> [Text under study]:
We all know physical activity is good for you. But why exactly is it good for you? What effect does exercise have on the cells and tissues of the body? What do we need to know so that we can use physical activity more effectively to combat chronic diseases such as arthritis, diabetes and heart disease? And what social and psychological factors prevent people from exercising or playing sports?
These are just some of the questions that the Canadian Institutes of Health Research's Institute of Musculoskeletal and Arthritis (IMHA) will tackle over the next five years through its strategic plan unveiled at the University of Saskatchewan (U of S).
"As Canada's population ages and grows, the burden of arthritis, osteoporosis, and other musculoskeletal, oral and skin conditions on our health care system will increase," said Dr. Jane E. Aubin, IMHA's Scientific Director. "We want to reduce this burden and improve the health and quality of life of Canadians of all ages by supporting research that increases our understanding of the relationship between physical activity, mobility and health."
Over the next five years, the Institute will work with its partners to fund peer-reviewed research and training projects in the area of physical activity and health. This research may range from the cellular behavior of joint tissues to the psychosocial aspects of exercise, activity and sports on populations. Specific activities may include:
- Investigating the prevention or reversal of disease through physical activity and mobility.
- Applying physical medicine and rehabilitative strategies to tissue injuries in order to restore maximal function.
- Investigating issues related to access and delivery of health services and treatments that enhance physical activity, mobility and health.

> [Description of the task]: According to the article on exercise research, where was the institute's strategic plan unveiled?

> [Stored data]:
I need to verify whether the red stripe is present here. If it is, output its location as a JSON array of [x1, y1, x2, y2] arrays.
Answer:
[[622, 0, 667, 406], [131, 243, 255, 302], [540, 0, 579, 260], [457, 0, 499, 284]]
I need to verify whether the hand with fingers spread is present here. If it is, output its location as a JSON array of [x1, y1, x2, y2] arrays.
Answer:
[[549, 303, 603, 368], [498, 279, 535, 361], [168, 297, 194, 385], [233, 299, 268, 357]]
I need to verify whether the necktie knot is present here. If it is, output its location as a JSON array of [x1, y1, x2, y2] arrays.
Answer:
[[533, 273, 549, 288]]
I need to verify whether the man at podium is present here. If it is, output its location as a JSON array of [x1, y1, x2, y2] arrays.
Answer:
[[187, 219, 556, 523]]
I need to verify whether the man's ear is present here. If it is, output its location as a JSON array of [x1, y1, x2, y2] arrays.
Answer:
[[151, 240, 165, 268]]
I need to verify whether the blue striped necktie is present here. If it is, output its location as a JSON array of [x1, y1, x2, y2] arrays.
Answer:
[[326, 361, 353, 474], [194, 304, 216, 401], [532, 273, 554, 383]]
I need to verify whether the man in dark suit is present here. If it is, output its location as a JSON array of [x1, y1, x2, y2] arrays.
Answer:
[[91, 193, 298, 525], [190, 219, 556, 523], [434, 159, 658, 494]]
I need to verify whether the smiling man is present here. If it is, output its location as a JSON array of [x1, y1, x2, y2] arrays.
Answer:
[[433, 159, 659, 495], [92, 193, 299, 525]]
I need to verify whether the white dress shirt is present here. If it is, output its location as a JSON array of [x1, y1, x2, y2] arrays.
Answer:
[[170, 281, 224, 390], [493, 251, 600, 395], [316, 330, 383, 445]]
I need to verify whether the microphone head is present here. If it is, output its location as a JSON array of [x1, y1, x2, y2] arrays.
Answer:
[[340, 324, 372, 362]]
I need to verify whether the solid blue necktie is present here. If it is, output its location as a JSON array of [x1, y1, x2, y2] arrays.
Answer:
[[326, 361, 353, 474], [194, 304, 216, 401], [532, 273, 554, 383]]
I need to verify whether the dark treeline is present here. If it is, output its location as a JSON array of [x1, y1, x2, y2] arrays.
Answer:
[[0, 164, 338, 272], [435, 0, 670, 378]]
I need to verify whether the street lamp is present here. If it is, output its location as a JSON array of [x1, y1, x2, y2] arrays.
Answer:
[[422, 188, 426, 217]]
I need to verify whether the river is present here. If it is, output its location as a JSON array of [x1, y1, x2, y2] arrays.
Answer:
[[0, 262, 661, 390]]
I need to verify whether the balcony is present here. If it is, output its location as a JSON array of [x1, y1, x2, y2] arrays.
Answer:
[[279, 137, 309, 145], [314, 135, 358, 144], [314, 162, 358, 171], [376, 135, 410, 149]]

> [Answer below]: At the University of Saskatchewan (U of S).